• [EXERCISE GOAL] Where a line below contains "horse", count it. Reply with the total only.

=== Section Start ===

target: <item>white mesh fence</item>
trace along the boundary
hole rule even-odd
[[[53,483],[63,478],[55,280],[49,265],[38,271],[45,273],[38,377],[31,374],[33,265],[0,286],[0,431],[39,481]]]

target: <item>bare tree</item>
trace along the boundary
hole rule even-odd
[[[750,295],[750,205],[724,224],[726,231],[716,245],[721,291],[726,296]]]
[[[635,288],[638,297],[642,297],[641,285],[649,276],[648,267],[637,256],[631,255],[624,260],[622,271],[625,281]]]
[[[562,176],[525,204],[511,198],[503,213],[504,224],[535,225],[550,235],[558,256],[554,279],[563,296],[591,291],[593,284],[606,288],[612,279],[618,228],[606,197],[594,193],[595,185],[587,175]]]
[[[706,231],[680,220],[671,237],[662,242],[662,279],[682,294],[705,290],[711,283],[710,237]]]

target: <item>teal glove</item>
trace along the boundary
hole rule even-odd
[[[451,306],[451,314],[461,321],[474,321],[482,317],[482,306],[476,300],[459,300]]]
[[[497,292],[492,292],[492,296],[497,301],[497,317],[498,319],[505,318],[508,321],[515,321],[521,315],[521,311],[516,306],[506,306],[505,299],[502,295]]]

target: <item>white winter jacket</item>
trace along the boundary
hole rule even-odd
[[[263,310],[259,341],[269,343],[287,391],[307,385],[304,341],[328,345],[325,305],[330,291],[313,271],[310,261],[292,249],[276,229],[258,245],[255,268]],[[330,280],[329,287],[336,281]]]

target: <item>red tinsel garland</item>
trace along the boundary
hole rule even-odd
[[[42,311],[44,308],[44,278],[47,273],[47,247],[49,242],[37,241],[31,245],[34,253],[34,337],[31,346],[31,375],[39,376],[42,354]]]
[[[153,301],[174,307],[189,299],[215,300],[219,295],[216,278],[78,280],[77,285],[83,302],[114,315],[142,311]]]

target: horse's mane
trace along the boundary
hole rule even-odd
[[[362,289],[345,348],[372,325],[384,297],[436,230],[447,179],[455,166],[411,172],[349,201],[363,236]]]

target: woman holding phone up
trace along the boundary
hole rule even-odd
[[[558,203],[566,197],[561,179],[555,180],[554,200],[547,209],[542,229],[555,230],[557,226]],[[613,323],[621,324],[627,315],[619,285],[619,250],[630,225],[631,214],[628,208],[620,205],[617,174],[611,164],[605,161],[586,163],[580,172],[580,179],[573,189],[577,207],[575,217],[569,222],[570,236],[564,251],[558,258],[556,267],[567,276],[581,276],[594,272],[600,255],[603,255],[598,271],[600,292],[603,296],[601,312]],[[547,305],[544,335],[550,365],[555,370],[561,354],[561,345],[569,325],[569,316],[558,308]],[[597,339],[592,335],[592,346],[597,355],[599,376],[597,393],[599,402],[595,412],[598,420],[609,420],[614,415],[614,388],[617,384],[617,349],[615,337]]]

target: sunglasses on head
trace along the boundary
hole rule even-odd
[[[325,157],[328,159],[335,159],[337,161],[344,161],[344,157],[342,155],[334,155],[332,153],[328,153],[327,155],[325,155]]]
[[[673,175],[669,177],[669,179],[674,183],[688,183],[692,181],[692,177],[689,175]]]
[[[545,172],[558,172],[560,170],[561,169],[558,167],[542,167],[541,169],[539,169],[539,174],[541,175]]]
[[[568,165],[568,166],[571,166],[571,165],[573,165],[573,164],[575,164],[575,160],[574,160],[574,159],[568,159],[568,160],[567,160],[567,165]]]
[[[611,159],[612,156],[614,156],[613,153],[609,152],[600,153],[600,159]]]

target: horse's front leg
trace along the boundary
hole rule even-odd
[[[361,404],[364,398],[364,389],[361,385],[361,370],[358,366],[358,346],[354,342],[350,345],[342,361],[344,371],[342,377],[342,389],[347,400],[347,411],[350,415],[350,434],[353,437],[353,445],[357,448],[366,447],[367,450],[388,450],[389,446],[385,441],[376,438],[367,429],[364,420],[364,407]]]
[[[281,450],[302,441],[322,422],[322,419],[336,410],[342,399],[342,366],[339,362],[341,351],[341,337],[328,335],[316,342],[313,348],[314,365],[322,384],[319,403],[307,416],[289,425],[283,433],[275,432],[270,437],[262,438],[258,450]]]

=== Section End ===

• [WRITTEN RESPONSE] 2